### Task statement
Return, word for word, only the lines from the one containing "Your job is to locate each metal" through the last line of the entries.

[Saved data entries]
-*-*-
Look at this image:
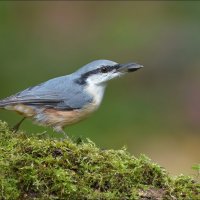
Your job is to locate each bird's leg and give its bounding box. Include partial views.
[53,126,68,139]
[61,130,68,139]
[12,117,26,132]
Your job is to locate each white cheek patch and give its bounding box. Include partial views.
[89,73,113,83]
[87,72,119,85]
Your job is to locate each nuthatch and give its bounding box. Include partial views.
[0,60,143,134]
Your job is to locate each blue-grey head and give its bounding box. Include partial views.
[74,59,143,86]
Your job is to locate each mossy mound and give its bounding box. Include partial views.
[0,121,199,200]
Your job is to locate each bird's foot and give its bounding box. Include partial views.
[11,117,26,133]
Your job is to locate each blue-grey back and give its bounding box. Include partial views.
[1,75,93,110]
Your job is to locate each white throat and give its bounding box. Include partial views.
[86,79,106,107]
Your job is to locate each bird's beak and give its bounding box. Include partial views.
[117,62,144,73]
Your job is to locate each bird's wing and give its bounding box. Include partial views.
[0,76,92,110]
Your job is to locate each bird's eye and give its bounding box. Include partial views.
[101,66,108,73]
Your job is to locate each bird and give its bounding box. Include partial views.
[0,59,143,134]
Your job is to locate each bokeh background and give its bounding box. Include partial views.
[0,1,199,176]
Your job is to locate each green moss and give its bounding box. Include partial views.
[0,121,199,200]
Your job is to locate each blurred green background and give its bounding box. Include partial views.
[0,1,199,176]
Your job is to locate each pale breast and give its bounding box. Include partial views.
[36,102,98,128]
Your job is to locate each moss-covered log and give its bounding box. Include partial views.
[0,121,199,200]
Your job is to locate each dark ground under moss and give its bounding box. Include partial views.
[0,121,199,200]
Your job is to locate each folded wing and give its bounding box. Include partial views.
[0,76,92,110]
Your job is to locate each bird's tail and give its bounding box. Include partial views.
[0,100,10,108]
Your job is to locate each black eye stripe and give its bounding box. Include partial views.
[100,66,108,73]
[75,64,120,85]
[100,64,120,73]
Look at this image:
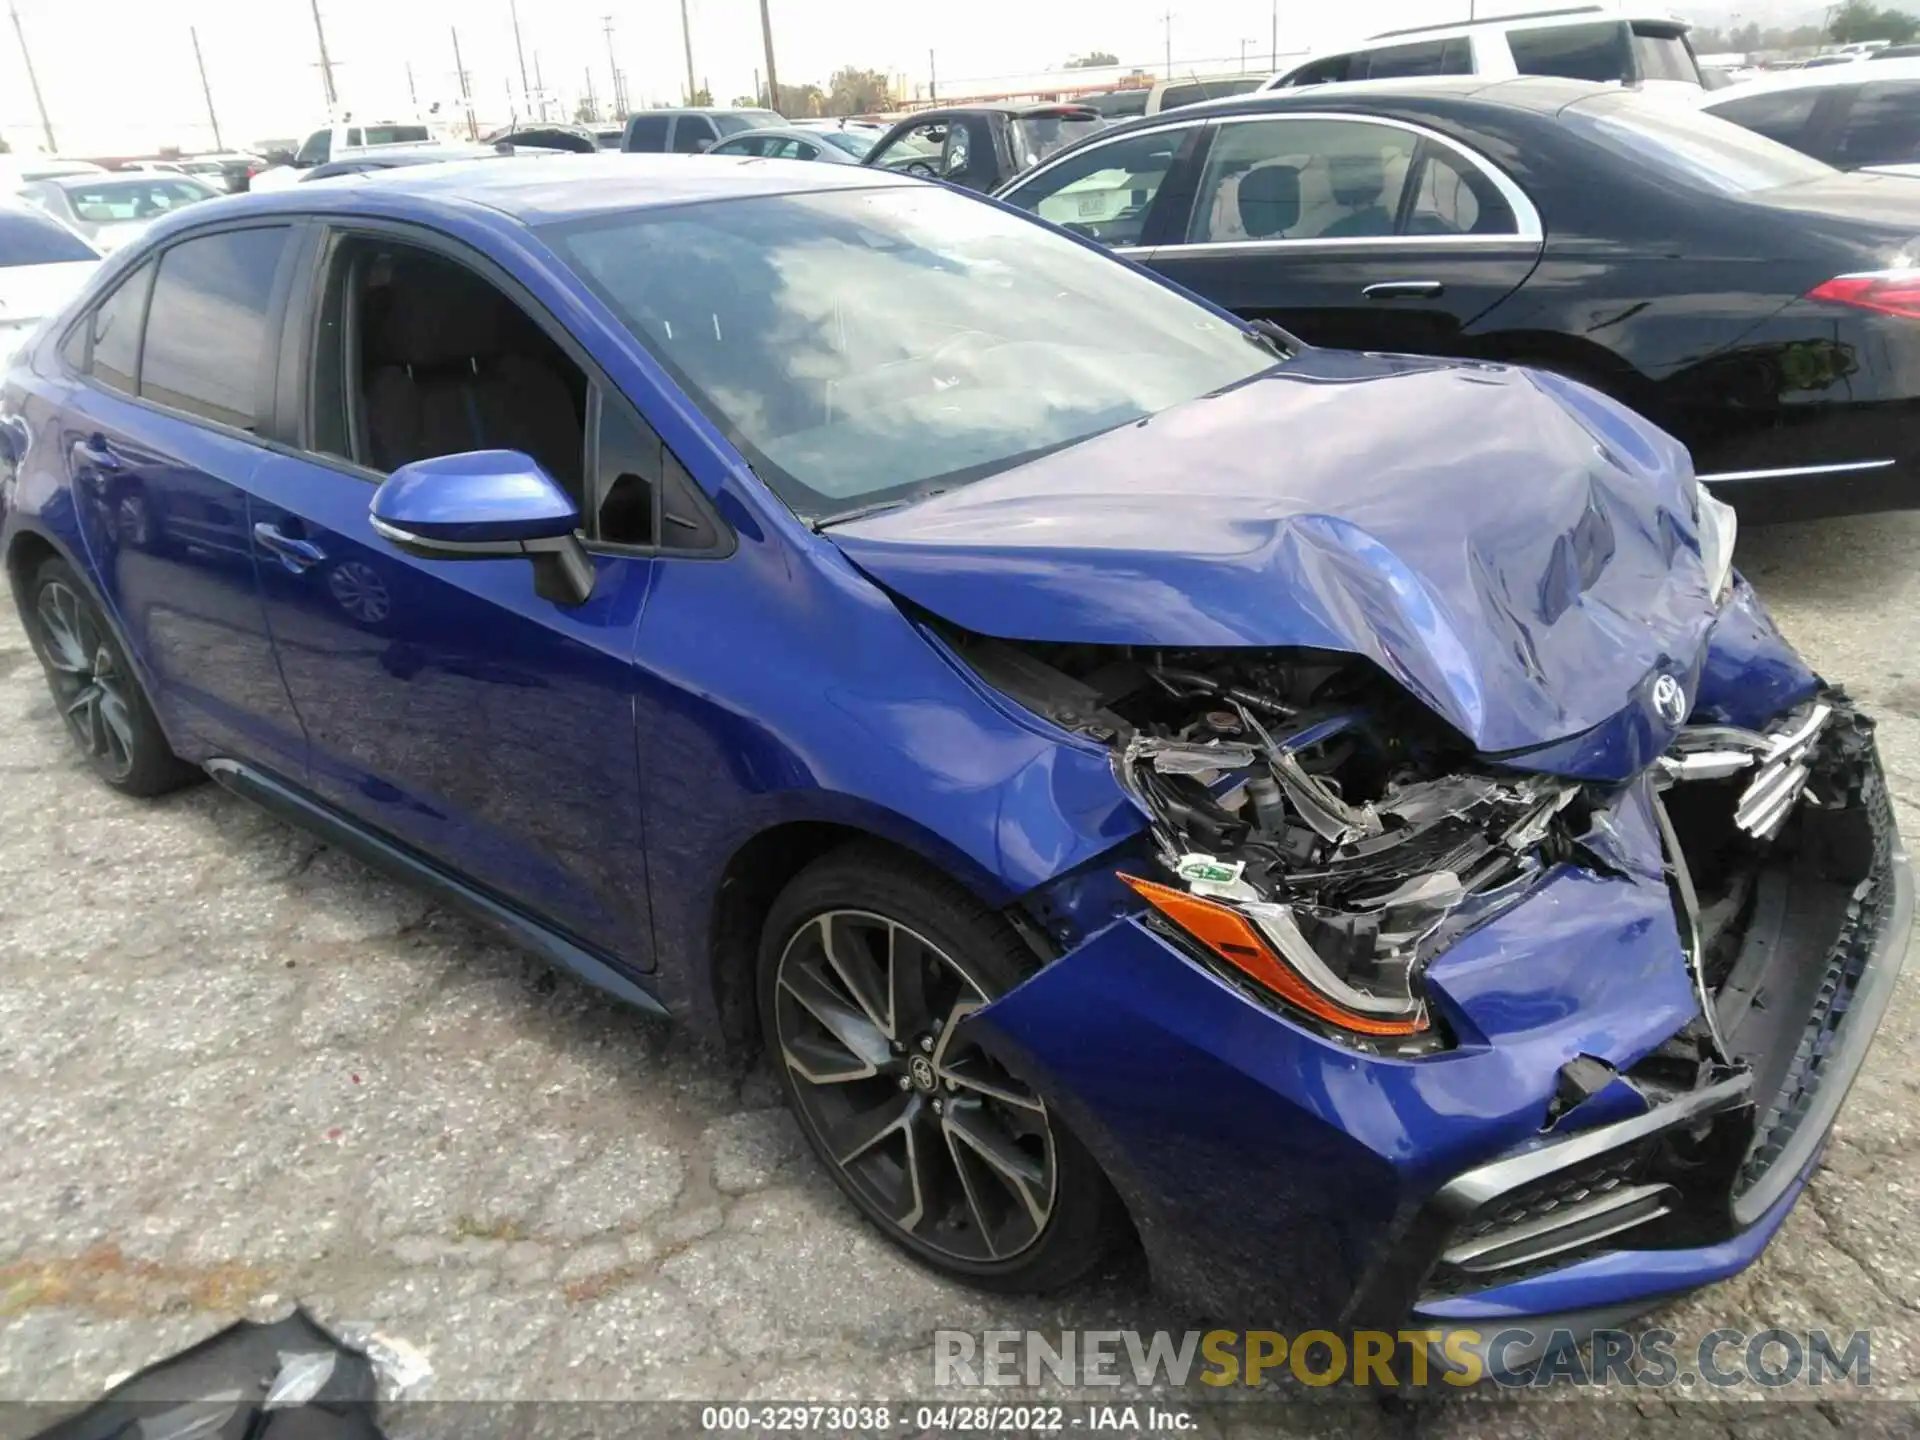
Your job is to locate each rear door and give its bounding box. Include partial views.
[1142,114,1543,354]
[53,223,308,770]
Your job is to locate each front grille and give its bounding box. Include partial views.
[1736,760,1898,1197]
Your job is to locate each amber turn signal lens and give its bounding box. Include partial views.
[1119,873,1427,1038]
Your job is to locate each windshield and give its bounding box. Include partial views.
[1010,116,1105,169]
[546,185,1271,517]
[822,129,876,158]
[1563,96,1834,193]
[60,178,216,223]
[0,208,96,266]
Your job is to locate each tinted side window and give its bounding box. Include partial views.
[1001,127,1186,247]
[1710,89,1825,150]
[626,115,671,151]
[1364,39,1470,79]
[1284,54,1357,86]
[295,129,331,166]
[347,128,364,148]
[364,125,430,145]
[140,227,290,430]
[1508,22,1631,83]
[1836,82,1920,166]
[87,261,153,395]
[1188,119,1417,242]
[672,117,717,153]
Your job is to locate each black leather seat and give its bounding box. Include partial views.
[362,258,584,498]
[1237,164,1301,240]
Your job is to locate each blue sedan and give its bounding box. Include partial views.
[0,155,1906,1375]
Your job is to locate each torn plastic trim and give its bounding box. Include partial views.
[1661,700,1833,841]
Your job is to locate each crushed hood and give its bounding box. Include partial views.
[828,350,1718,762]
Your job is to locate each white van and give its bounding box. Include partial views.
[1265,6,1704,99]
[250,121,448,192]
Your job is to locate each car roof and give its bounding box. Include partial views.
[1360,3,1684,42]
[885,103,1100,122]
[39,169,217,190]
[1706,57,1920,102]
[208,153,914,226]
[1169,73,1613,119]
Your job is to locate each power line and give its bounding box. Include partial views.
[7,0,56,153]
[191,25,223,151]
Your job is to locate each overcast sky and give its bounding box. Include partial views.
[1,0,1756,155]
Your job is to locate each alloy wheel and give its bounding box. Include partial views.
[35,581,136,781]
[773,910,1057,1263]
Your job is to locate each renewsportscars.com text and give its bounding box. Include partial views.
[933,1327,1873,1390]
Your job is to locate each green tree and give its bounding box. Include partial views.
[827,66,893,115]
[1829,1,1920,44]
[690,85,714,106]
[1068,50,1119,68]
[774,81,826,116]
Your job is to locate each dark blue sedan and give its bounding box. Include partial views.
[0,155,1907,1377]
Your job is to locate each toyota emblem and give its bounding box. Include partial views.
[1652,674,1687,727]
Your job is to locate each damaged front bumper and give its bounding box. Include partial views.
[967,693,1910,1347]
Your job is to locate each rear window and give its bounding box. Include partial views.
[1709,88,1826,150]
[1631,24,1701,84]
[1364,38,1473,79]
[362,125,431,146]
[714,111,781,136]
[1509,21,1631,84]
[1282,53,1358,86]
[1565,97,1835,194]
[1158,78,1263,111]
[0,208,96,266]
[626,115,671,150]
[1835,81,1920,167]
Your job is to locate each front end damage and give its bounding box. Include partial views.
[954,619,1910,1344]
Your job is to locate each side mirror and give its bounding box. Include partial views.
[369,450,595,606]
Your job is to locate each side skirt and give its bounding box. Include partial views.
[205,758,669,1019]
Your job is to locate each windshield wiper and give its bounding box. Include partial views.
[810,488,951,533]
[1244,317,1310,360]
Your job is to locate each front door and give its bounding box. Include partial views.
[249,229,660,966]
[58,224,308,771]
[1145,115,1542,355]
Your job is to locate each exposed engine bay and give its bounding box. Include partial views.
[949,633,1607,1047]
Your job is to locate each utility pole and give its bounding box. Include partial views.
[190,26,223,150]
[406,60,418,109]
[1271,0,1278,70]
[585,65,598,122]
[601,16,621,118]
[308,0,339,109]
[8,0,56,152]
[1240,37,1247,72]
[759,0,780,114]
[678,0,698,105]
[533,51,546,120]
[451,25,477,140]
[1164,10,1174,79]
[508,0,530,105]
[928,48,937,101]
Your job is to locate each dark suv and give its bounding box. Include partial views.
[621,109,782,154]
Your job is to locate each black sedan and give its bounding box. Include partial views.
[996,76,1920,522]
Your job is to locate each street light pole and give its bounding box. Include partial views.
[191,25,223,151]
[8,0,57,152]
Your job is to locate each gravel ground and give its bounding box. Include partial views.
[0,513,1917,1437]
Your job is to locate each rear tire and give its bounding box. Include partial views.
[23,558,200,797]
[758,842,1120,1292]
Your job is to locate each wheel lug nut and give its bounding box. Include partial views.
[931,1099,943,1114]
[890,1040,904,1054]
[898,1076,912,1091]
[919,1036,935,1053]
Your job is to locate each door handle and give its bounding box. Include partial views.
[253,521,327,573]
[70,435,122,473]
[1362,280,1444,300]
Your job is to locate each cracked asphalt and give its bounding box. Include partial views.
[0,512,1917,1438]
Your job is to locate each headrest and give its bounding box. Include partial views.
[1237,165,1300,240]
[1329,151,1387,207]
[367,257,522,369]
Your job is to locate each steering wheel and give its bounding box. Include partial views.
[927,329,1006,387]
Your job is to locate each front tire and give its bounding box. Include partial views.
[758,843,1119,1291]
[23,558,199,797]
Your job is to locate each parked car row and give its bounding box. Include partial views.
[0,136,1907,1384]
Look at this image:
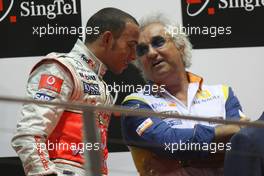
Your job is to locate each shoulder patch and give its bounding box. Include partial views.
[136,118,153,136]
[38,74,63,93]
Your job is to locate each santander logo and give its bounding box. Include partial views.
[0,0,15,23]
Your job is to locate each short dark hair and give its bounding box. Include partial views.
[85,7,138,43]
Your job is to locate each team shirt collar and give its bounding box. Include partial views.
[71,39,108,78]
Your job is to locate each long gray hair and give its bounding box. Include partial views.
[134,13,192,80]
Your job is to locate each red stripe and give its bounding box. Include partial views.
[0,0,3,12]
[187,0,202,4]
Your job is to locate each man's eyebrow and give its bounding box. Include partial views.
[128,41,138,45]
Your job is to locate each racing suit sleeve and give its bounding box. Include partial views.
[225,87,243,119]
[11,61,74,176]
[121,100,215,160]
[213,87,246,142]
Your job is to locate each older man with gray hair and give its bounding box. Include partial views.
[121,14,248,176]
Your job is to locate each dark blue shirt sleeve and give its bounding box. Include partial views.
[121,99,215,159]
[225,87,243,120]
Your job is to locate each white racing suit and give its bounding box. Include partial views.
[11,39,113,176]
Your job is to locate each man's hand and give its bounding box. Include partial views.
[214,124,240,142]
[214,115,251,142]
[239,116,251,128]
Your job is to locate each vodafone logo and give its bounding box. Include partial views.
[47,76,56,85]
[0,0,16,23]
[39,74,63,93]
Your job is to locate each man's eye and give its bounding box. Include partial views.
[152,36,166,48]
[128,43,136,48]
[136,44,149,57]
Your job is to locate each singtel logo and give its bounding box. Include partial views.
[0,0,79,23]
[20,0,78,19]
[187,0,264,16]
[219,0,264,11]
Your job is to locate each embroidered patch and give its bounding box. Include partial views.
[151,102,167,109]
[136,118,154,136]
[79,72,96,80]
[196,90,212,99]
[83,82,100,95]
[34,93,55,101]
[38,74,63,93]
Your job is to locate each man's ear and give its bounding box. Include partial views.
[101,31,113,49]
[179,45,184,56]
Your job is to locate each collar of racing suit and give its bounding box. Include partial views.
[186,71,203,87]
[71,39,108,79]
[145,71,204,97]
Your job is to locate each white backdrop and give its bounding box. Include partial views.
[0,0,263,175]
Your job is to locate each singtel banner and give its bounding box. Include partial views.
[181,0,264,49]
[0,0,82,58]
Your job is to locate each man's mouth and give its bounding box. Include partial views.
[152,59,164,67]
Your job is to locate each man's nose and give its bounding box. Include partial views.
[147,45,158,59]
[128,47,137,62]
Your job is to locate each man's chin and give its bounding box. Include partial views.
[111,68,124,75]
[153,73,169,83]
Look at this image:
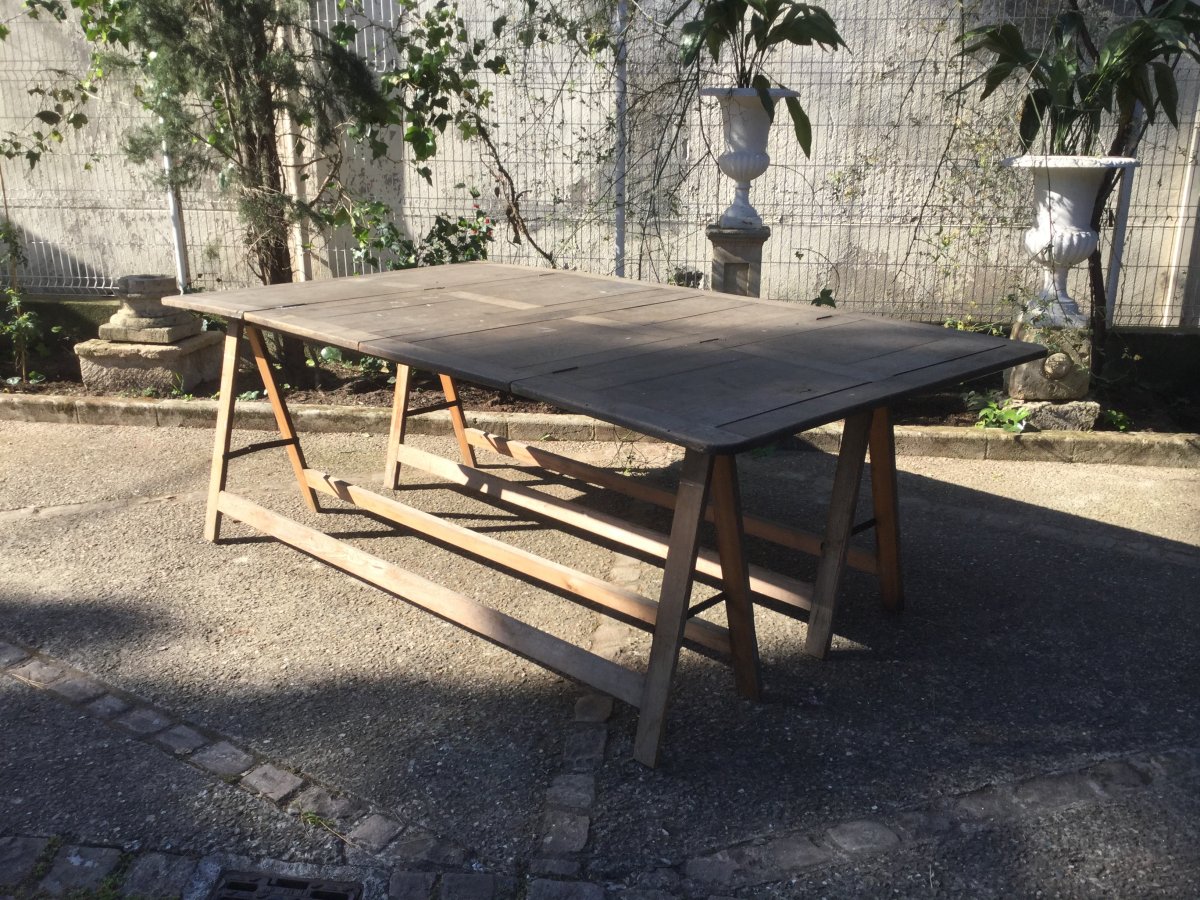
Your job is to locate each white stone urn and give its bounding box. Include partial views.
[1003,155,1138,327]
[702,87,798,228]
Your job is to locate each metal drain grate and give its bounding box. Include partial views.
[208,870,364,900]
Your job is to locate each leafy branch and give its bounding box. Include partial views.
[678,0,846,155]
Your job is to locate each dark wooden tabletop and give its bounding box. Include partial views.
[167,262,1046,453]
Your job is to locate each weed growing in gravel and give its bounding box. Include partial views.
[300,809,354,847]
[28,836,62,882]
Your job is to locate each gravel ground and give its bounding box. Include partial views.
[1,421,1197,889]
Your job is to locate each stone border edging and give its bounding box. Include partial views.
[2,393,1197,468]
[677,745,1199,894]
[0,638,472,875]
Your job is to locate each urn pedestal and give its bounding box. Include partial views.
[75,274,221,393]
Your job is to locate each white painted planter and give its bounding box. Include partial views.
[1003,155,1138,327]
[702,87,798,228]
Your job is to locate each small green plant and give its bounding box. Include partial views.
[300,810,337,830]
[961,3,1200,155]
[3,215,64,384]
[962,388,1002,412]
[1,289,62,384]
[29,835,62,881]
[237,389,263,401]
[168,374,194,400]
[357,355,389,377]
[334,188,495,272]
[810,287,835,307]
[944,316,1006,337]
[1101,408,1133,432]
[309,345,388,378]
[300,808,354,846]
[975,398,1030,433]
[679,0,847,155]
-*-*-
### Result for this task
Your job is to locate each metal drain grate and give its bounding box. Include partial views.
[208,870,364,900]
Your job is to locate each leafy branch and give its bounding box. Include partial views.
[678,0,846,155]
Your job is to locate each dark wooden tabletop and give its bounding box. Include partial views.
[167,262,1046,453]
Your job is to locate each weed growing in gravel and give its bounding box. Include partial views.
[300,809,354,847]
[28,836,62,882]
Your job is to locate each gravel ground and give its bounding box. Include partial views.
[1,421,1197,889]
Your job is to locate each stone border edging and give its bounding box. Include partial views.
[2,393,1197,468]
[677,745,1199,894]
[0,638,472,875]
Your job is to locate each urn pedestal and give its bounding box. Include partial views.
[75,274,221,393]
Your job is to locate each white painted planter and give its bounding box. Include partial views.
[1003,155,1138,327]
[702,87,798,228]
Your job is to locate each small green plant and give its bounding box. Include partial views.
[300,810,337,830]
[961,3,1200,155]
[3,215,64,384]
[962,388,1002,412]
[1,289,62,384]
[29,835,62,881]
[237,389,263,401]
[168,374,194,400]
[357,355,389,377]
[334,188,495,272]
[810,287,835,307]
[944,316,1006,337]
[1101,408,1133,432]
[309,345,388,378]
[300,808,354,846]
[975,398,1030,433]
[679,0,847,155]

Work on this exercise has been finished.